(Stored items)

※

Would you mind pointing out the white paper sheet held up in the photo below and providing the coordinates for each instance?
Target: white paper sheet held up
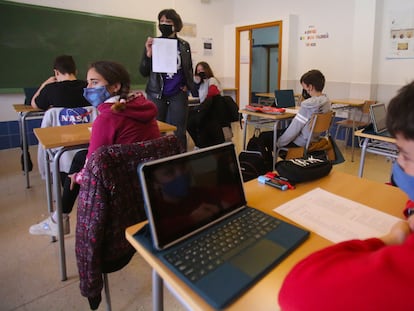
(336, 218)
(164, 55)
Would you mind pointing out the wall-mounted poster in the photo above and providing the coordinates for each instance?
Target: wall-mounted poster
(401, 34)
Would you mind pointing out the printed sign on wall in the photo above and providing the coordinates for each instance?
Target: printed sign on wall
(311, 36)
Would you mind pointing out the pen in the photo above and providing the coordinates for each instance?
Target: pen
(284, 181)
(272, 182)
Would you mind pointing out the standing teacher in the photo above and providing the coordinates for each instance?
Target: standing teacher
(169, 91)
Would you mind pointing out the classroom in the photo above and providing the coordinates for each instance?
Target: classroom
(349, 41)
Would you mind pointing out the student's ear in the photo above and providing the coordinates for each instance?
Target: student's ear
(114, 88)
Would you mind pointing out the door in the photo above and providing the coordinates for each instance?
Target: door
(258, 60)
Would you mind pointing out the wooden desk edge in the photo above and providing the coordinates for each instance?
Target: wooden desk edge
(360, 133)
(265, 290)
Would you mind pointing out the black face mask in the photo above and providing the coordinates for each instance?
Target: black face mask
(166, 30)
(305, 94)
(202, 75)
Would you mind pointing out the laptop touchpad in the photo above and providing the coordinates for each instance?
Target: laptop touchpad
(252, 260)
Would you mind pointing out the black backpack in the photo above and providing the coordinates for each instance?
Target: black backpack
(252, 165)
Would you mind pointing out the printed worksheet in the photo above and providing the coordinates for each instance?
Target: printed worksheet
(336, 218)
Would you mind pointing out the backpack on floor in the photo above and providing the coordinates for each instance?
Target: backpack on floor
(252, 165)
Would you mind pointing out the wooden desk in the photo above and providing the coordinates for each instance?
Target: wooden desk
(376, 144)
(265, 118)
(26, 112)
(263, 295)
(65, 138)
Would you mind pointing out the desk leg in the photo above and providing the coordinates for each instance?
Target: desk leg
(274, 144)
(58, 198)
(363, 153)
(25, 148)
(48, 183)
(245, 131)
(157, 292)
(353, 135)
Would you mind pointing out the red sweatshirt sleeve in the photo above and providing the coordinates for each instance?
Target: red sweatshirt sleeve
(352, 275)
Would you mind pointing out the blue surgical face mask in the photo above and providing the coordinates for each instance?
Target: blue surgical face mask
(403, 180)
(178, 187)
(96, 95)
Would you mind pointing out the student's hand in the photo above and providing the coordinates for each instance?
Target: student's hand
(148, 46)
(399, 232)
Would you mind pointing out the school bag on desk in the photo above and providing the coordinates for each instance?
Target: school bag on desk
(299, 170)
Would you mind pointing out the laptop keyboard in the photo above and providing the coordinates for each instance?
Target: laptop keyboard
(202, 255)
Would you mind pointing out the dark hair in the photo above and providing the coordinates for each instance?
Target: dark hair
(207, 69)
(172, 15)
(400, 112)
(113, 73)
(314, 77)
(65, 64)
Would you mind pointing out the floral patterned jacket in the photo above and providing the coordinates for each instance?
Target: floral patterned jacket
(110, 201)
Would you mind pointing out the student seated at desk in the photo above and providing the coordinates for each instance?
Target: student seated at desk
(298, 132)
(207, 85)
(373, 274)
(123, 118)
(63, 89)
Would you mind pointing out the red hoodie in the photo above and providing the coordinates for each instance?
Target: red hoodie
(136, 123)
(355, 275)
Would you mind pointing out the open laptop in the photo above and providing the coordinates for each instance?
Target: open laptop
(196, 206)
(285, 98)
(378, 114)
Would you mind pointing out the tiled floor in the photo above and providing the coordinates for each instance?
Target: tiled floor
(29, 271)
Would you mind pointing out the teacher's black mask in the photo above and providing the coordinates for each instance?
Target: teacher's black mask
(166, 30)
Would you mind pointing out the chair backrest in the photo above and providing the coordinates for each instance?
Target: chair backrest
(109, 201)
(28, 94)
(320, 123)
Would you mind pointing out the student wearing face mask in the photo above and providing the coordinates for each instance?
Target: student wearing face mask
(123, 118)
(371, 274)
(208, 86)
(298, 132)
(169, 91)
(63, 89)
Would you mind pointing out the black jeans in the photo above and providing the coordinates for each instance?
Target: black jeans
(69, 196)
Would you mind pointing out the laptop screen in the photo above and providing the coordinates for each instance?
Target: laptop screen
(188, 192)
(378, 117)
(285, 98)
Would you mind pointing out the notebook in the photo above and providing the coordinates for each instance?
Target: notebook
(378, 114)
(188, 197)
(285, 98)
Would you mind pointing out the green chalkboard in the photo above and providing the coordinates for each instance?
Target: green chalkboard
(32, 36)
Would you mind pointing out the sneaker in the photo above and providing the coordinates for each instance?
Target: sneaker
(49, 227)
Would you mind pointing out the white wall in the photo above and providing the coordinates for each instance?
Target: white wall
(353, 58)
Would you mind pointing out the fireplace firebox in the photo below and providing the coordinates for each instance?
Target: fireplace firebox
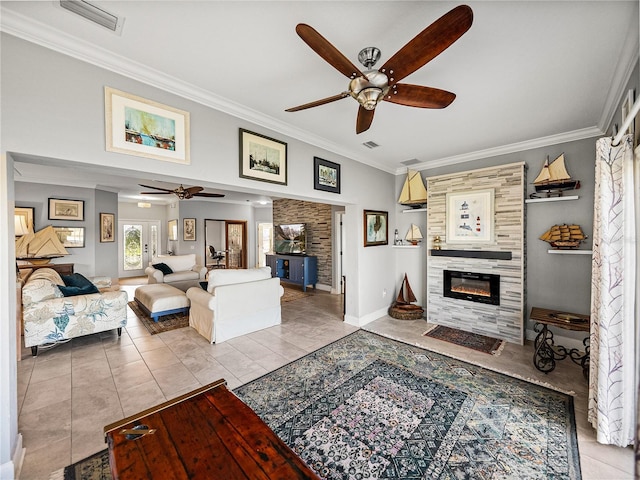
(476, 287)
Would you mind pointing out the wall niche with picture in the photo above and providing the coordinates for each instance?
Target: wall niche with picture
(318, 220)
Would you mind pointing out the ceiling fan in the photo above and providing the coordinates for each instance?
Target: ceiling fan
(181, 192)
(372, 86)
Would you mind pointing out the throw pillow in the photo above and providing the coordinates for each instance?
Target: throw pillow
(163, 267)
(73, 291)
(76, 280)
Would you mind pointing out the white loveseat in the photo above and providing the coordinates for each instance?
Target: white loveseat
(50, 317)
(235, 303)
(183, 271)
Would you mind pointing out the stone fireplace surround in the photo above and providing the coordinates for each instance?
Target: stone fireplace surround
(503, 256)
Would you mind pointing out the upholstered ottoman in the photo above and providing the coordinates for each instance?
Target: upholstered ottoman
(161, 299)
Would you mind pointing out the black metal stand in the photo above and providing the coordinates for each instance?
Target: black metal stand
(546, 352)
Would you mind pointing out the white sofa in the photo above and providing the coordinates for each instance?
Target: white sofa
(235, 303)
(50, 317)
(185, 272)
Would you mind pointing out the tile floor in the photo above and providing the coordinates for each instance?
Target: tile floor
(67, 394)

※

If a line in the data above contains "below", return that line.

◆ Your solution ◆
Would you mind pointing out the white paper sheet held up in the photo below and providing the coordinates for each instance?
Would you mind pointing out the fireplace firebox in the photo below and providing the coordinates for each instance?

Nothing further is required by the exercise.